Exercise >> Return the records in full, exactly as given.

(Data entries)
======

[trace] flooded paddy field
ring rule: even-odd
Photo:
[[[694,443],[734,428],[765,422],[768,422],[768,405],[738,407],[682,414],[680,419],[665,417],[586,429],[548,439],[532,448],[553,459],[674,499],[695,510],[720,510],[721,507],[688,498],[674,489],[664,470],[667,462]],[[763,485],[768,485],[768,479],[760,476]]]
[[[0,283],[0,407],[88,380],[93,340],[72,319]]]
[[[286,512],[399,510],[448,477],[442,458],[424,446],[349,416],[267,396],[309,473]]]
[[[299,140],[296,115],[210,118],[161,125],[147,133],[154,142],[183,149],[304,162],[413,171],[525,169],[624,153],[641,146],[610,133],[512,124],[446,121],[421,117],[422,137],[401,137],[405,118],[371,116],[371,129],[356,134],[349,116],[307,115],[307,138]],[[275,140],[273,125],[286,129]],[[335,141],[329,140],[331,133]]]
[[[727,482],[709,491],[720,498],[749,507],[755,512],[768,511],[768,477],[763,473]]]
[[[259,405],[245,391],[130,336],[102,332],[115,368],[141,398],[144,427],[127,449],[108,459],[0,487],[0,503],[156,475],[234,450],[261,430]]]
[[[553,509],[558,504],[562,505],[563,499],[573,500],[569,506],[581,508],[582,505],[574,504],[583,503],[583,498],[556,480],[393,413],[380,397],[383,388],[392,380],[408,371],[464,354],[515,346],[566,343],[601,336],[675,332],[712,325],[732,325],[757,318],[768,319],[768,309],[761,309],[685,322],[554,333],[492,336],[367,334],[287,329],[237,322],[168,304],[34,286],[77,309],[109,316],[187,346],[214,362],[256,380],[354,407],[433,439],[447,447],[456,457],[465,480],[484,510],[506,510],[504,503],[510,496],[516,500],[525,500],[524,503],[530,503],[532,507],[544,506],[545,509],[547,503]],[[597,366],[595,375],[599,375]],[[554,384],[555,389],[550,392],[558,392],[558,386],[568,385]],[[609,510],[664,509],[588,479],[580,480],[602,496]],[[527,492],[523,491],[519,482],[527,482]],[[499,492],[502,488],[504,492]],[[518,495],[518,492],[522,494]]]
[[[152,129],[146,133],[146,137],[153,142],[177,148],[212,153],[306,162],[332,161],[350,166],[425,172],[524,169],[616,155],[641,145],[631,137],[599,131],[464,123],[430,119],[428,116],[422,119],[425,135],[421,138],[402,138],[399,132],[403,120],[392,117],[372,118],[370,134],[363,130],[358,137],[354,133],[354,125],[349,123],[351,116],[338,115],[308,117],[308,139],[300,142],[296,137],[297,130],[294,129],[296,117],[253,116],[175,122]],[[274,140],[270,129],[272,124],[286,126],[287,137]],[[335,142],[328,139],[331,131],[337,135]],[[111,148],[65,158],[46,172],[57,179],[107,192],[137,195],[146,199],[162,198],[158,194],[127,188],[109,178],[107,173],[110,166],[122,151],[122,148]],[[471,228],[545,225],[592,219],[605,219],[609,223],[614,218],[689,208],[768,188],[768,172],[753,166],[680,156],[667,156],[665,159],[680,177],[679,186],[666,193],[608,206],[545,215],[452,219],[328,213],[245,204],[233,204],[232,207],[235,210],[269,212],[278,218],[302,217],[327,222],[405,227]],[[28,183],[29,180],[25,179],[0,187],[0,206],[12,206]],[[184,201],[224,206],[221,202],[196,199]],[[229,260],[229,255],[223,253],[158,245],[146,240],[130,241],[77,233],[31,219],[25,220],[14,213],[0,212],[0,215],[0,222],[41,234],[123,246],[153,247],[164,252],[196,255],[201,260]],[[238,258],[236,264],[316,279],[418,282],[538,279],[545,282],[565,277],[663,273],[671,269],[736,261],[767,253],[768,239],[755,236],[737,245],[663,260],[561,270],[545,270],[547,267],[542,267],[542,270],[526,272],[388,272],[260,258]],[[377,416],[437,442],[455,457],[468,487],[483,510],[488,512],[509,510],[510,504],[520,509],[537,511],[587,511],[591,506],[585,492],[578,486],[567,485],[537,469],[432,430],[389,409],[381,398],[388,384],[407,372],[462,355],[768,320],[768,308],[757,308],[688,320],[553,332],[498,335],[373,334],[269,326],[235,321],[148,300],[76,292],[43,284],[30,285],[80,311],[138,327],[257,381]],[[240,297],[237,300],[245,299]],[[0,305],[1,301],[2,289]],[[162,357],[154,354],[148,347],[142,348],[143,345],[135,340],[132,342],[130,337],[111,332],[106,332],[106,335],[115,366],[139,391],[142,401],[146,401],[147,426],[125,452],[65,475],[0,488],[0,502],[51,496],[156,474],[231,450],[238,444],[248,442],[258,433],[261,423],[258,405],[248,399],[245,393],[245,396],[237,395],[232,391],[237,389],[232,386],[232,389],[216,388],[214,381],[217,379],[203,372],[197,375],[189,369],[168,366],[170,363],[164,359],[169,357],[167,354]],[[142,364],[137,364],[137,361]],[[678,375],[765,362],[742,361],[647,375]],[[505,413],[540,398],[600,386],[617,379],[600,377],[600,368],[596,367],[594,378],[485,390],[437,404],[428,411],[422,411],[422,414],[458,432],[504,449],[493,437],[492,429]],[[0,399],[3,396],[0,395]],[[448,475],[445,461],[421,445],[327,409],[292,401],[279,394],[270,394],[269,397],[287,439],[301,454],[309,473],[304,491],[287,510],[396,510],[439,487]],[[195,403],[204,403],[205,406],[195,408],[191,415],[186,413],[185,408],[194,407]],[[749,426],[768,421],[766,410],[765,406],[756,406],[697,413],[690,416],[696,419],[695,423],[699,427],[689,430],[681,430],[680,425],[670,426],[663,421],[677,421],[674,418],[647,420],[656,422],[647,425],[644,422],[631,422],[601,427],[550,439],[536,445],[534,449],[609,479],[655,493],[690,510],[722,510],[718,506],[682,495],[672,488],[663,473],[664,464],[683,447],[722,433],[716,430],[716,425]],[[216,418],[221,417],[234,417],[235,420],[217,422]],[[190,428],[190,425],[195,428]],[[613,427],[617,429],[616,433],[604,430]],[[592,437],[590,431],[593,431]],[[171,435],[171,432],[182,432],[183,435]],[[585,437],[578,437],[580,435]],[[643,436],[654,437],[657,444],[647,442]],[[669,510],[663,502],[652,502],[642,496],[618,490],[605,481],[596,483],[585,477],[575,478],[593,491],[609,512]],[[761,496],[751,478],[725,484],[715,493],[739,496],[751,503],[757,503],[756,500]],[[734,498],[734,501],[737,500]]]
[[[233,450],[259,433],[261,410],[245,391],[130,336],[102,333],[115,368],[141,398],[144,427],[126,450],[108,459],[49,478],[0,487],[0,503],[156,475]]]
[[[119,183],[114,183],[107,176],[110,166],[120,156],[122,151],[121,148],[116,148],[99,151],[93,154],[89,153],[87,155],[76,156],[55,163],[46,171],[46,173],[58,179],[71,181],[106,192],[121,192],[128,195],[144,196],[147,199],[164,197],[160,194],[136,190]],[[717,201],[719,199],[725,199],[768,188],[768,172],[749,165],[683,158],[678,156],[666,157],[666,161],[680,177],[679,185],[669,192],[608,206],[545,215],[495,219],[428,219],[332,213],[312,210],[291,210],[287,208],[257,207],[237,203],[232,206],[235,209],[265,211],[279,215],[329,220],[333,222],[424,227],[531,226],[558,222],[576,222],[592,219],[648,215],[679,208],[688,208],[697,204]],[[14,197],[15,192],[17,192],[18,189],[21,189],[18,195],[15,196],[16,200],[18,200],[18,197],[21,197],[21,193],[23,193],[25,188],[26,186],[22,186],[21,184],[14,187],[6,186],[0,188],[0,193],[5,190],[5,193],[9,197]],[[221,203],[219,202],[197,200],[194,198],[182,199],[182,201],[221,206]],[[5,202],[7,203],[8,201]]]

======

Worked solution >>
[trace] flooded paddy field
ring rule: even-odd
Photo:
[[[694,443],[734,428],[765,422],[768,422],[768,405],[738,407],[682,414],[680,419],[665,417],[586,429],[548,439],[532,448],[553,459],[674,499],[695,510],[720,510],[721,507],[688,498],[674,489],[664,470],[667,462]],[[763,485],[768,485],[768,479],[760,476]]]
[[[0,283],[0,407],[88,380],[93,340],[72,319]]]
[[[286,512],[399,510],[448,477],[442,458],[424,446],[349,416],[267,396],[309,473]]]
[[[299,140],[296,115],[210,118],[161,125],[147,133],[154,142],[183,149],[304,162],[413,171],[525,169],[624,153],[641,146],[610,133],[512,124],[446,121],[421,117],[422,137],[401,137],[405,118],[371,116],[371,129],[356,134],[349,116],[307,115],[307,138]],[[275,140],[273,125],[286,129]],[[335,141],[329,140],[331,133]]]
[[[727,482],[709,491],[720,498],[749,507],[755,512],[768,511],[768,477],[763,473]]]
[[[259,405],[245,391],[130,336],[102,332],[115,368],[141,398],[144,427],[127,449],[108,459],[0,487],[0,503],[156,475],[234,450],[261,430]]]
[[[553,509],[558,504],[562,505],[563,499],[573,500],[569,506],[581,508],[582,505],[574,504],[583,503],[583,498],[556,480],[393,413],[380,397],[383,388],[392,380],[408,371],[464,354],[515,346],[566,343],[601,336],[675,332],[712,325],[732,325],[757,318],[768,319],[768,309],[761,309],[685,322],[554,333],[492,336],[367,334],[287,329],[237,322],[168,304],[34,286],[77,309],[109,316],[187,346],[214,362],[256,380],[354,407],[433,439],[447,447],[456,457],[465,480],[484,510],[506,510],[504,503],[510,496],[516,500],[525,500],[524,503],[530,503],[532,507],[544,506],[545,509],[547,503]],[[597,366],[595,375],[599,375]],[[554,384],[555,389],[550,392],[558,392],[558,386],[568,385]],[[609,510],[664,509],[588,479],[580,480],[602,496]],[[527,492],[523,491],[519,482],[527,482]],[[499,492],[502,488],[504,492]],[[518,495],[518,492],[522,494]]]
[[[152,129],[146,133],[146,137],[153,142],[177,148],[212,153],[306,162],[332,161],[350,166],[425,172],[524,169],[616,155],[641,145],[631,137],[599,131],[464,123],[430,119],[428,116],[422,119],[425,135],[421,138],[402,138],[399,132],[403,120],[392,117],[372,118],[370,134],[363,130],[358,137],[354,133],[354,125],[349,123],[351,116],[338,115],[308,117],[308,139],[300,142],[296,137],[297,130],[294,129],[296,117],[253,116],[175,122]],[[274,140],[270,129],[272,124],[286,126],[287,137]],[[335,142],[328,139],[331,131],[337,135]],[[111,148],[65,158],[46,172],[57,179],[107,192],[137,195],[146,199],[162,198],[158,194],[127,188],[109,178],[107,173],[110,166],[122,151],[122,148]],[[471,228],[545,225],[592,219],[605,219],[609,223],[614,218],[689,208],[768,188],[768,172],[753,166],[680,156],[667,156],[665,159],[680,177],[679,186],[666,193],[608,206],[545,215],[452,219],[328,213],[245,204],[233,204],[232,207],[235,210],[269,212],[278,218],[302,217],[327,222],[405,227]],[[28,183],[29,180],[25,179],[0,187],[0,206],[12,206]],[[184,201],[224,206],[221,202],[196,199]],[[229,260],[229,255],[223,253],[158,245],[146,240],[130,241],[77,233],[31,219],[25,220],[14,213],[0,212],[0,215],[0,222],[41,234],[123,246],[153,247],[164,252],[196,255],[201,260]],[[238,258],[236,264],[316,279],[418,282],[538,279],[545,282],[565,277],[663,273],[671,269],[736,261],[767,253],[768,239],[755,236],[737,245],[663,260],[561,270],[545,270],[547,267],[542,267],[542,270],[526,272],[388,272],[260,258]],[[377,416],[437,442],[455,457],[468,487],[483,510],[488,512],[509,510],[510,504],[520,509],[537,511],[587,511],[591,506],[585,492],[578,486],[567,485],[537,469],[432,430],[389,409],[381,398],[388,384],[407,372],[462,355],[768,320],[768,308],[757,308],[688,320],[553,332],[498,335],[373,334],[269,326],[235,321],[148,300],[76,292],[43,284],[30,285],[80,311],[138,327],[257,381]],[[240,297],[237,300],[245,299]],[[0,305],[1,301],[2,289]],[[162,357],[154,354],[148,347],[142,348],[143,345],[135,340],[132,342],[130,337],[111,332],[106,332],[106,335],[115,366],[139,391],[142,401],[146,401],[147,426],[125,452],[65,475],[0,488],[0,502],[51,496],[156,474],[231,450],[238,444],[248,442],[258,433],[261,423],[258,405],[248,399],[245,393],[245,396],[237,395],[232,391],[237,389],[232,386],[232,389],[216,388],[214,381],[217,379],[203,372],[197,375],[189,369],[168,366],[170,363],[164,359],[169,357],[167,354]],[[142,364],[137,364],[137,361]],[[678,375],[765,362],[742,361],[647,375]],[[505,413],[540,398],[600,386],[617,379],[600,377],[600,368],[596,367],[594,378],[485,390],[437,404],[428,411],[422,411],[422,414],[458,432],[504,449],[493,437],[492,429]],[[0,399],[3,396],[0,395]],[[448,475],[445,461],[421,445],[327,409],[292,401],[279,394],[270,394],[269,397],[287,439],[301,454],[309,473],[304,491],[287,510],[396,510],[439,487]],[[195,403],[204,403],[205,406],[195,408],[191,415],[186,413],[185,408],[194,407]],[[749,426],[768,421],[766,410],[765,406],[756,406],[697,413],[690,416],[696,419],[695,423],[699,427],[689,430],[681,430],[680,425],[670,426],[663,421],[677,421],[674,418],[647,420],[656,422],[647,425],[644,422],[631,422],[601,427],[550,439],[536,445],[534,449],[609,479],[655,493],[690,510],[722,510],[718,506],[682,495],[672,488],[663,473],[664,464],[683,447],[722,433],[716,430],[716,425]],[[216,418],[221,417],[234,417],[235,420],[217,422]],[[190,428],[190,425],[195,428]],[[613,427],[617,429],[616,433],[604,430]],[[592,437],[590,431],[593,431]],[[171,435],[171,432],[182,432],[183,435]],[[585,437],[578,437],[580,435]],[[643,436],[654,437],[657,444],[647,442]],[[669,510],[663,502],[652,502],[642,496],[618,490],[605,481],[596,483],[585,477],[575,478],[593,491],[609,512]],[[761,496],[751,478],[725,484],[715,493],[739,496],[751,503],[757,503],[756,500]],[[734,498],[734,501],[737,500]]]
[[[233,450],[259,433],[261,410],[245,391],[130,336],[102,333],[115,368],[141,398],[144,427],[126,450],[108,459],[49,478],[0,487],[0,503],[156,475]]]
[[[119,183],[114,183],[107,176],[110,166],[120,156],[122,151],[121,148],[116,148],[99,151],[93,154],[89,153],[87,155],[76,156],[55,163],[46,171],[46,173],[58,179],[71,181],[106,192],[121,192],[128,195],[144,196],[147,199],[164,197],[160,194],[136,190]],[[717,201],[719,199],[725,199],[768,188],[768,172],[749,165],[683,158],[678,156],[666,157],[666,161],[680,177],[679,185],[669,192],[608,206],[545,215],[495,219],[428,219],[332,213],[312,210],[291,210],[287,208],[257,207],[237,203],[232,206],[235,209],[265,211],[279,215],[329,220],[333,222],[424,227],[531,226],[558,222],[576,222],[592,219],[648,215],[679,208],[688,208],[697,204]],[[14,197],[15,192],[17,192],[18,189],[21,189],[18,195],[15,196],[16,200],[18,200],[18,197],[21,197],[21,193],[23,193],[25,188],[26,186],[22,186],[21,184],[14,187],[6,186],[0,188],[0,193],[5,190],[5,193],[9,197]],[[221,203],[219,202],[197,200],[194,198],[182,199],[182,201],[221,206]],[[5,202],[7,203],[8,201]]]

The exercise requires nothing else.